● **Document section**
************
83.The Secretary of State for Business, Energy and Industrial Strategy told Parliament in January 2019 that the Government intended to publish its assessment of the Regulated Asset Base model for new nuclear power projects “by the summer at the latest”. Tom Greatrex told us that there was “real urgency” in the need for a decision from the Government on future financing models for nuclear power, and highlighted one timepoint in particular:
There is a point at which you can, in a relatively straightforward way, transfer the supply chain [from Hinkley to Sizewell] and use the same equipment while the supply chain is in place. That means EDF needs to make a final investment decision, probably in 2021–22, so that needs a policy framework in the next year or so to be able to be in a sufficiently strong position to deliver that project, get the maximum cost reduction and make that contribution to help replace the fleet, most of which is going off by 2030.
This aligns with the National Infrastructure Commission’s recommended “one by one” approach to new nuclear plants, in which the UK seeks to maintain—but not grow—its nuclear industry and supply chains, by planning to be building no more than one new nuclear plant at a time.
************
● **Material**
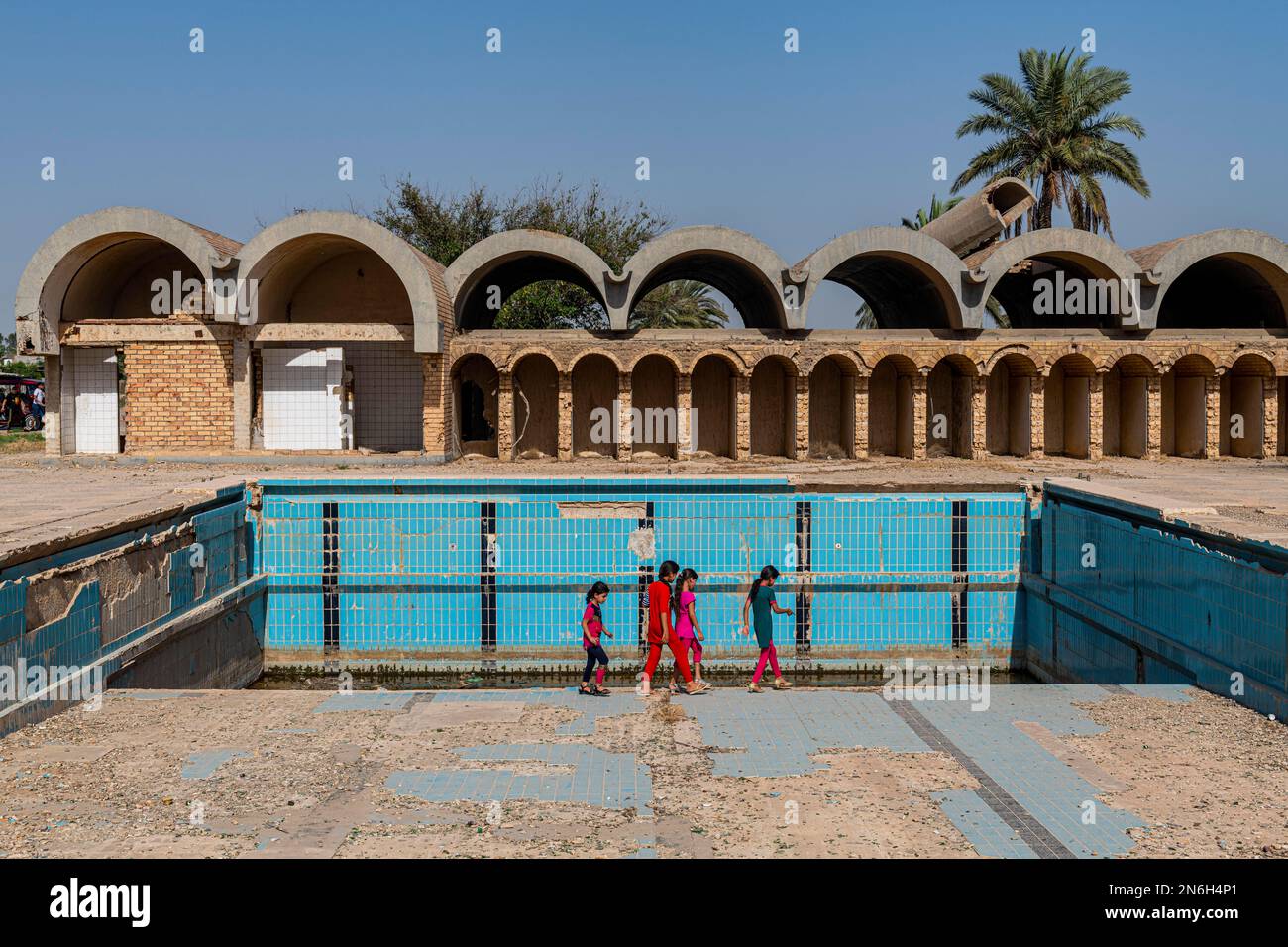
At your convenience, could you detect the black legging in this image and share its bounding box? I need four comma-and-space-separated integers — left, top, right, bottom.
581, 644, 608, 684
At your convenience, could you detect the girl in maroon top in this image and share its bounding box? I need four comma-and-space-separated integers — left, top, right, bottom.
577, 582, 613, 697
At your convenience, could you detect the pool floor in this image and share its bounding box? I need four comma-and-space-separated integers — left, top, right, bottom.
0, 684, 1288, 858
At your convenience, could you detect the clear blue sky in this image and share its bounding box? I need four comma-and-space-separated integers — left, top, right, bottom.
0, 0, 1288, 333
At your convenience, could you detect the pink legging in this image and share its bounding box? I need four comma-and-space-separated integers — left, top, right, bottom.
751, 644, 783, 681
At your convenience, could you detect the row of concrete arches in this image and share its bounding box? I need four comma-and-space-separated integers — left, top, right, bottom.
451, 349, 1288, 459
16, 207, 1288, 355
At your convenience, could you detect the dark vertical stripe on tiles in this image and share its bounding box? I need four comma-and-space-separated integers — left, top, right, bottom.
796, 500, 814, 655
322, 501, 340, 655
480, 501, 496, 651
636, 500, 657, 655
953, 500, 970, 648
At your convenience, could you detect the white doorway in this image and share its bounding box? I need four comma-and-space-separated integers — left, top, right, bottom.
263, 347, 347, 451
61, 348, 121, 454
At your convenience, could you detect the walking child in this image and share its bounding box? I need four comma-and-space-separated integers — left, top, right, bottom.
577, 582, 613, 697
742, 566, 793, 693
671, 569, 704, 691
638, 559, 711, 697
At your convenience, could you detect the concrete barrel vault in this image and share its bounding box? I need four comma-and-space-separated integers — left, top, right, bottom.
446, 230, 626, 329
233, 211, 451, 352
791, 227, 980, 329
962, 227, 1151, 329
613, 227, 788, 330
1130, 228, 1288, 330
14, 207, 240, 356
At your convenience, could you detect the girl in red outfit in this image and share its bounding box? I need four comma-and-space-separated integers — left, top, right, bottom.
636, 559, 711, 697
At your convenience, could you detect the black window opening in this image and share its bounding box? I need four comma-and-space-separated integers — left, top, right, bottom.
461, 381, 496, 441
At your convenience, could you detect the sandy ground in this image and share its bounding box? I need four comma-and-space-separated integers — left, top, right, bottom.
1066, 691, 1288, 858
0, 690, 1288, 858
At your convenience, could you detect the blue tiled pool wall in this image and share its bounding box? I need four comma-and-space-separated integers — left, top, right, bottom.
1021, 487, 1288, 719
0, 499, 250, 710
255, 478, 1026, 660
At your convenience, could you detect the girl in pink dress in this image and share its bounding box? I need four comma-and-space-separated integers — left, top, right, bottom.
577, 582, 613, 697
671, 569, 703, 689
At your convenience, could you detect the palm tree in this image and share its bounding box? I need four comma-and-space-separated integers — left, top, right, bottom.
953, 49, 1149, 237
899, 194, 965, 231
630, 279, 729, 329
854, 194, 1012, 329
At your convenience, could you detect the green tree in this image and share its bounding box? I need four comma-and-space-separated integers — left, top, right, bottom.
953, 49, 1149, 237
373, 177, 670, 329
854, 194, 1012, 329
899, 194, 965, 231
631, 279, 729, 329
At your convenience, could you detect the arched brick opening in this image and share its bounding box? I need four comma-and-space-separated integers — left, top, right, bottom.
808, 356, 858, 458
572, 353, 618, 458
1162, 353, 1216, 458
1043, 355, 1096, 458
452, 355, 501, 458
984, 352, 1038, 458
1102, 356, 1159, 458
631, 355, 680, 458
926, 355, 976, 458
510, 352, 559, 460
751, 356, 796, 458
868, 356, 917, 458
1220, 355, 1275, 458
691, 355, 738, 458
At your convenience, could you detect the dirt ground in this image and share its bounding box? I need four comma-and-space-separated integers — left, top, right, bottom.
1066, 691, 1288, 858
0, 690, 1288, 858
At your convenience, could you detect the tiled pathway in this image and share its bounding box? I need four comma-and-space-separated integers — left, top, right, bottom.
363, 684, 1188, 858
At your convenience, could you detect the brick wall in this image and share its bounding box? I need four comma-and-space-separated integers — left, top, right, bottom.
125, 342, 233, 453
421, 353, 452, 454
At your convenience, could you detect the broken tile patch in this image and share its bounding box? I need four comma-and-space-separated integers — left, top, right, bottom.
385, 743, 653, 817
183, 749, 250, 780
313, 690, 419, 714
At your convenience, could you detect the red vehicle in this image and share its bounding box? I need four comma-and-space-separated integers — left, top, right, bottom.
0, 374, 46, 430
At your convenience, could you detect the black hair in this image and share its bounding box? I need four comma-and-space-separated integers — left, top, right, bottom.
747, 566, 778, 601
671, 566, 698, 616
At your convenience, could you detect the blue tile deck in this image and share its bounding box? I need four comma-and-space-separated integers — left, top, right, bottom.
414, 684, 1190, 858
930, 789, 1038, 858
313, 690, 416, 714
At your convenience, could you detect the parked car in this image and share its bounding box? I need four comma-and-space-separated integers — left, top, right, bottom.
0, 374, 46, 430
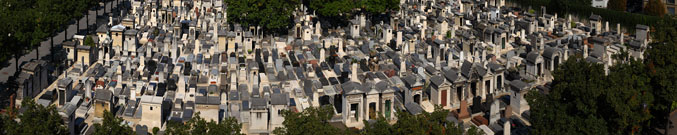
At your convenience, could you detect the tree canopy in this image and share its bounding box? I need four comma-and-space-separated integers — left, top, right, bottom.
93, 111, 134, 135
0, 0, 98, 61
273, 105, 346, 135
224, 0, 299, 33
644, 0, 665, 16
526, 18, 677, 134
2, 99, 69, 135
165, 113, 244, 135
273, 106, 484, 135
607, 0, 628, 11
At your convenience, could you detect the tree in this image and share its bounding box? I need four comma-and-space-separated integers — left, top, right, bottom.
644, 0, 665, 16
526, 57, 609, 134
165, 113, 244, 135
94, 111, 134, 135
3, 99, 69, 135
273, 105, 345, 135
225, 0, 299, 33
607, 0, 628, 11
361, 106, 484, 135
526, 52, 654, 134
84, 36, 96, 47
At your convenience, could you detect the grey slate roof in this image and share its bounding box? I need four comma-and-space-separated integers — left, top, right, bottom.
341, 81, 364, 95
94, 89, 113, 101
527, 51, 539, 63
250, 98, 268, 109
510, 80, 529, 92
270, 93, 289, 105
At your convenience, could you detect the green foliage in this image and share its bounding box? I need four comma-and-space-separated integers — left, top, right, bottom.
2, 99, 69, 135
526, 57, 609, 134
607, 0, 628, 11
0, 0, 98, 63
165, 113, 243, 135
273, 105, 346, 135
360, 106, 484, 135
526, 55, 654, 134
510, 0, 661, 30
644, 0, 665, 16
93, 111, 134, 135
224, 0, 299, 33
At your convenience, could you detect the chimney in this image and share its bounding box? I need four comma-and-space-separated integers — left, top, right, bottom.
127, 85, 136, 101
85, 81, 92, 99
400, 57, 407, 76
447, 49, 454, 67
458, 51, 465, 68
318, 48, 325, 63
350, 63, 360, 82
339, 39, 343, 54
425, 45, 433, 59
616, 23, 623, 35
583, 44, 588, 58
435, 51, 442, 70
451, 25, 458, 38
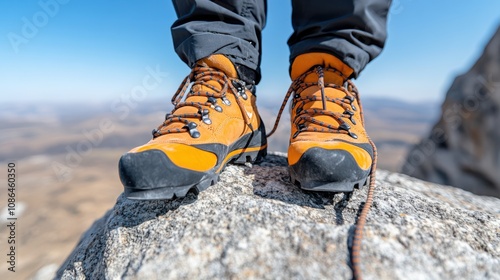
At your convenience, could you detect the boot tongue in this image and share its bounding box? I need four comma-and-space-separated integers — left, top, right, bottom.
290, 53, 354, 85
168, 54, 238, 128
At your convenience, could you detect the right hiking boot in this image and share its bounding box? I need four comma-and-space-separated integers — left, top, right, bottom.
273, 53, 375, 192
119, 54, 267, 200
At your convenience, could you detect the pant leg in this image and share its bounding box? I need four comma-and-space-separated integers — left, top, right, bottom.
171, 0, 267, 83
288, 0, 391, 77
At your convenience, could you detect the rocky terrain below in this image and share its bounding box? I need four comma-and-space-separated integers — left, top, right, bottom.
57, 155, 500, 279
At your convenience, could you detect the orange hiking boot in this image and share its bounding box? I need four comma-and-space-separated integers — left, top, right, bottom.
268, 53, 374, 192
119, 54, 267, 200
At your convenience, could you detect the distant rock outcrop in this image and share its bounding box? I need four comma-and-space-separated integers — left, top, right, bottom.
57, 155, 500, 279
402, 28, 500, 197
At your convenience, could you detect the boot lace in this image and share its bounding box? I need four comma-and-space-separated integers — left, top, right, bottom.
152, 66, 253, 138
267, 66, 363, 139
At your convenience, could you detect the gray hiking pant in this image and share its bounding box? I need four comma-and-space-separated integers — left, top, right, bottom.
172, 0, 391, 83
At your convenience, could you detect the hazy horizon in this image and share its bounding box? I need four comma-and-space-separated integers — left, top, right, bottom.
0, 0, 500, 103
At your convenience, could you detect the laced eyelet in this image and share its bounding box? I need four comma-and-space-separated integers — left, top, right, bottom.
208, 96, 222, 113
184, 122, 201, 138
151, 128, 160, 137
221, 96, 231, 106
198, 109, 212, 124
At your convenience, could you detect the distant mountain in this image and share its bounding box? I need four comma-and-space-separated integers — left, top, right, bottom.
402, 27, 500, 197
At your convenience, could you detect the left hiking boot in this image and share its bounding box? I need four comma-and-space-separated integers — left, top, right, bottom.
119, 54, 267, 200
272, 53, 374, 192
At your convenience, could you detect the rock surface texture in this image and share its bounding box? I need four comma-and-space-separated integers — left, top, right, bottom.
402, 25, 500, 197
57, 155, 500, 279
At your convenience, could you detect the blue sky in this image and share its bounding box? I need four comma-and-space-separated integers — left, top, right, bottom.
0, 0, 500, 105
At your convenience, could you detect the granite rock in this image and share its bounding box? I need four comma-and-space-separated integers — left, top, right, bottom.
57, 154, 500, 279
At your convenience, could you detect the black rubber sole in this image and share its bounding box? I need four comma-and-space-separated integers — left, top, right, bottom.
124, 148, 267, 200
288, 147, 370, 192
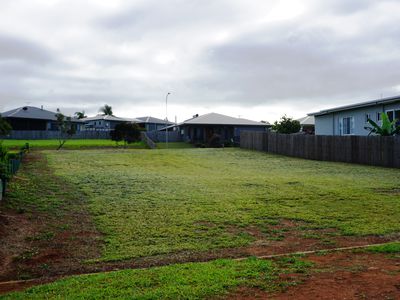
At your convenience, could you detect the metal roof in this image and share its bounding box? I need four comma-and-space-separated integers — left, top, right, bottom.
136, 116, 174, 125
308, 95, 400, 116
179, 113, 270, 126
297, 116, 315, 125
1, 106, 57, 121
81, 115, 141, 123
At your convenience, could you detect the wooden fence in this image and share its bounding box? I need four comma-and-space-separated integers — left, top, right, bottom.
240, 131, 400, 168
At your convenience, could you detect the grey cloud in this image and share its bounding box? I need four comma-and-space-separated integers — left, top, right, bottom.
0, 33, 52, 64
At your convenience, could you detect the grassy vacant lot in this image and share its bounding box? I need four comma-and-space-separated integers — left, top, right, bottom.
0, 257, 312, 299
3, 139, 146, 149
0, 243, 400, 299
37, 149, 400, 261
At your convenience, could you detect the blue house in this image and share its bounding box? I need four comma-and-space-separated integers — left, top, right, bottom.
308, 96, 400, 135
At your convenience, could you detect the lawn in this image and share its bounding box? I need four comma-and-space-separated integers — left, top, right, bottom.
0, 257, 312, 299
3, 139, 146, 149
36, 148, 400, 261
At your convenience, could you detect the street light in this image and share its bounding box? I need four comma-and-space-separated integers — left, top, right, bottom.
165, 92, 171, 149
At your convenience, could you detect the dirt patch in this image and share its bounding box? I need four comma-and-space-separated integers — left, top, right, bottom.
0, 152, 101, 288
270, 252, 400, 299
242, 220, 400, 256
226, 251, 400, 300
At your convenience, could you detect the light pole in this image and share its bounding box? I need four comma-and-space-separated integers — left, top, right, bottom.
165, 92, 171, 149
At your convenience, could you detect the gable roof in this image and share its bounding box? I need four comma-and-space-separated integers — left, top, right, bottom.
136, 116, 174, 125
308, 95, 400, 116
179, 113, 270, 127
81, 115, 140, 123
297, 116, 315, 125
1, 106, 57, 121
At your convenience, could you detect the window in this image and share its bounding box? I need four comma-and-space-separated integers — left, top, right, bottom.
394, 109, 400, 126
386, 110, 394, 122
339, 117, 354, 135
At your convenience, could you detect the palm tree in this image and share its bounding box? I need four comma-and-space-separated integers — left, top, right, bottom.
99, 104, 113, 116
75, 110, 87, 119
364, 113, 400, 136
0, 115, 12, 135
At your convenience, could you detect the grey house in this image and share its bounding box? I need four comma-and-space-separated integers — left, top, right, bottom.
81, 115, 140, 131
308, 96, 400, 135
136, 116, 175, 131
169, 113, 271, 143
1, 106, 82, 131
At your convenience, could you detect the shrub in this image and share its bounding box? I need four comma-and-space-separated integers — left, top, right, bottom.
272, 115, 301, 134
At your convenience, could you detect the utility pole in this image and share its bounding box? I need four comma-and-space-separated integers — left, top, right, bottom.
165, 92, 171, 149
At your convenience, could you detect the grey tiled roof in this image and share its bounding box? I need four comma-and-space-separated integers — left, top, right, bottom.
81, 115, 140, 123
308, 95, 400, 116
180, 113, 270, 126
297, 116, 315, 125
136, 116, 174, 125
1, 106, 57, 121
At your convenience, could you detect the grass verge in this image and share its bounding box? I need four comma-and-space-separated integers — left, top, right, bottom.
0, 257, 312, 299
45, 148, 400, 260
3, 139, 147, 150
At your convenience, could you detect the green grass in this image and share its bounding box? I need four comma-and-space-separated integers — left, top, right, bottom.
156, 142, 194, 149
36, 148, 400, 260
0, 258, 311, 299
3, 139, 146, 149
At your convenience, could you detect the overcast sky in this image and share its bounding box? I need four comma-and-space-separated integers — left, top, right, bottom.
0, 0, 400, 122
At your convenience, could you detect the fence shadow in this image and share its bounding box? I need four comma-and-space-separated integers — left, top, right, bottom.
240, 131, 400, 168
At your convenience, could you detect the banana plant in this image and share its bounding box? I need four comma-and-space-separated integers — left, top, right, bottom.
364, 113, 400, 136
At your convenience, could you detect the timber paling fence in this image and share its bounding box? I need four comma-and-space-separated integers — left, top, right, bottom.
0, 143, 29, 201
240, 131, 400, 168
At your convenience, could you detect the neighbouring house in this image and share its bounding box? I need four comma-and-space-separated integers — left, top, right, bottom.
1, 106, 82, 131
163, 113, 271, 143
296, 116, 315, 134
136, 116, 175, 131
308, 96, 400, 135
81, 115, 140, 131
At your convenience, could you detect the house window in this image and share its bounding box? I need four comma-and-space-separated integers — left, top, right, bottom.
340, 117, 354, 135
386, 110, 394, 122
394, 109, 400, 126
************
● **Written problem 1**
In the passage on nuclear power financing, by when did the Secretary of State say the Government intended to publish its assessment of the Regulated Asset Base model?
● **Written problem 2**
Say whether each statement agrees with the passage on nuclear power financing, answering yes or no and quoting the words that decide it. (a) The Secretary of State addressed Parliament on this matter in January 2019. (b) The National Infrastructure Commission's approach aims to grow the UK's nuclear industry. (c) EDF's final investment decision would probably need to be made in 2021–22.
● **Written problem 3**
Carry on the passage on nuclear power financing from where it stops.
The entries are separate material from the passage on nuclear power financing.

● **Expected output 1**
By the summer at the latest.

● **Expected output 2**
(a) Yes: "told Parliament in January 2019"
(b) No: "seeks to maintain—but not grow—its nuclear industry and supply chains"
(c) Yes: "EDF needs to make a final investment decision, probably in 2021–22"

● **Expected output 3**
84.Although it is not possible to directly compare the costs of different power generation technologies, the Government is right to support nuclear power subject to it representing value for money, because full lifecycle emissions from nuclear power will help the UK to achieve its emissions reduction targets. The Government must make a decision on implementing a regulated asset base framework for nuclear power by the end of this year. Subject to value for money, the Government should seek to support new nuclear power generation so as to sustain, but not grow, the UK’s nuclear power industry. It must anticipate any gap in future generation capacity such a policy would cause, and support sufficient renewable power alternatives to fill the gap.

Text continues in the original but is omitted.